▶ [Direction] Reproduce the entries in full, with no changes.

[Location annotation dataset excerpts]
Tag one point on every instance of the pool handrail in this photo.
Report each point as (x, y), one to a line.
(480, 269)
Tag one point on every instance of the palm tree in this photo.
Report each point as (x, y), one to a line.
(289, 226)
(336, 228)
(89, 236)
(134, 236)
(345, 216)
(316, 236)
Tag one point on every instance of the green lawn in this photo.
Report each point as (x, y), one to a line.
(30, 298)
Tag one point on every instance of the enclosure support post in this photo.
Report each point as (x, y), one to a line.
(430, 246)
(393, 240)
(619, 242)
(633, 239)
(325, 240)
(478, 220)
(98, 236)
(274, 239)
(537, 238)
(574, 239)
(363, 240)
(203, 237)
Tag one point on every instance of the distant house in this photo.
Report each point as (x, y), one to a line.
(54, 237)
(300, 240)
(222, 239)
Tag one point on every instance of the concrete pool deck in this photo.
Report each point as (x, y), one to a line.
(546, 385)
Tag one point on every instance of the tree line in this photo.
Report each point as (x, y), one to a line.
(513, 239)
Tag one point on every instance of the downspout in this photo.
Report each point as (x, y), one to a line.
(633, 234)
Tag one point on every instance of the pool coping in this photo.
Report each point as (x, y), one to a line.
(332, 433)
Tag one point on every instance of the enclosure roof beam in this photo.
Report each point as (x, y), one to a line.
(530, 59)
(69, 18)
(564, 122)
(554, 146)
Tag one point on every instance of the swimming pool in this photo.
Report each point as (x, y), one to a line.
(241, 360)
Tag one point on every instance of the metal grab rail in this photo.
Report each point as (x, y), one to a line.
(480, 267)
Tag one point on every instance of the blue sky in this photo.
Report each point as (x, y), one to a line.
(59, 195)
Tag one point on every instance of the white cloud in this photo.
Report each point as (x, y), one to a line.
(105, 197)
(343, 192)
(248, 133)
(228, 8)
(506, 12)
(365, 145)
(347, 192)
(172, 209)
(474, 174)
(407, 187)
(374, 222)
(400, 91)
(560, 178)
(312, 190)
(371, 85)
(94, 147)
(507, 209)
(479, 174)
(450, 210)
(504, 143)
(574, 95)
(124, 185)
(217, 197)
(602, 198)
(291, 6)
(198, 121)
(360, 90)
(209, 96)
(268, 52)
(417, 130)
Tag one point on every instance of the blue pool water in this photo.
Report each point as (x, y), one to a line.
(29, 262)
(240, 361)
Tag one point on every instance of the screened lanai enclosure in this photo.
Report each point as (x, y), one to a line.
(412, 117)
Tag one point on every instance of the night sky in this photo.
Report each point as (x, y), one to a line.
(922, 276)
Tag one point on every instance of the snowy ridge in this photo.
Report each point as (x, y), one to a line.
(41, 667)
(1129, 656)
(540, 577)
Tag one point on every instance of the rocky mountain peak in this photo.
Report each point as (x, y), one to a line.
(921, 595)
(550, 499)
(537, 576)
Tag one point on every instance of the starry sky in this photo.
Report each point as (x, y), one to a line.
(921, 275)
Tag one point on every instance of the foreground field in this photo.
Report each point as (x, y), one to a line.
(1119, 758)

▶ [Response]
Tag one point on every instance of the pool handrail in this photo.
Report each point as (x, y), one to a line.
(480, 269)
Tag one point on every instance of the palm tree in this photo.
Report each point as (x, y), one to a line.
(289, 226)
(336, 228)
(89, 236)
(134, 236)
(345, 216)
(316, 236)
Tag one point on every instance of the green lawn in this photo.
Report each point as (x, y), one to a line.
(30, 298)
Tag one point on every instance of the enclosure support post in this photo.
Report each point as (x, y), one to a line.
(430, 246)
(393, 240)
(619, 242)
(633, 239)
(325, 240)
(478, 220)
(98, 236)
(274, 239)
(537, 238)
(574, 239)
(363, 240)
(203, 237)
Tag one point on every instance of the distant house in this photo.
Report each point as (x, y), one to a line.
(54, 237)
(300, 240)
(222, 239)
Tag one point on every instance of the concrete pool deck in this photo.
Report each point as (x, y), one to a line.
(546, 385)
Tag one point on every instance of the tree line in this photo.
Report each point as (x, y), one to a line.
(513, 239)
Tag one point on every instance of the downspout in this photo.
Report each point as (x, y), one to a line.
(633, 234)
Tag one point on every instance of the pool coping in this photo.
Report each point as (x, y), one to a line.
(332, 433)
Tag one point on every instance of the enclosure roof beam in this photo.
Report each point as (x, y), one to a line.
(530, 59)
(69, 18)
(564, 122)
(554, 146)
Tag one point on every instance of the swimming pool in this photo.
Report each point as (x, y), one to a line.
(241, 360)
Tag one point on every instance of the metal grab rail in this photo.
Report each point as (x, y), one to a line.
(480, 267)
Tag one point on every instance of the blue sky in this photo.
Report each point as (x, y), one to a line.
(59, 195)
Tag one point on every instance of the white cloud in this photo.
Report each point as (x, y), one to a line.
(105, 197)
(343, 192)
(248, 133)
(228, 8)
(506, 12)
(365, 145)
(347, 192)
(172, 209)
(474, 174)
(407, 187)
(374, 222)
(400, 91)
(560, 178)
(312, 190)
(371, 85)
(94, 147)
(507, 209)
(479, 174)
(450, 210)
(504, 143)
(574, 95)
(124, 185)
(217, 197)
(602, 198)
(291, 6)
(198, 121)
(360, 90)
(209, 96)
(268, 52)
(417, 130)
Tag one point on every instance of the blue pool water in this photo.
Report each point as (x, y), one to a line.
(29, 262)
(240, 361)
Tag one point on every instance of the screened lanai enclosure in this photo.
Report each point as (x, y), one to a line.
(412, 117)
Tag one point on every instance of the night sky in this photo.
Report each point as (x, y), one to a line.
(922, 276)
Tag one point on every instance of the snowy ridge in this photo.
Report each point as (x, y), one to a line.
(41, 667)
(1129, 656)
(540, 577)
Tag one point on every instance of the rocky mountain peak in this photo.
Report each point as (x, y), one to a line.
(921, 595)
(550, 499)
(537, 576)
Tag one point on every instance of the starry sky in this photo.
Report each point as (x, y), one to a line.
(921, 275)
Tag one point on every instance of the foreground field in this photo.
Report each point as (x, y), one to a line.
(1119, 758)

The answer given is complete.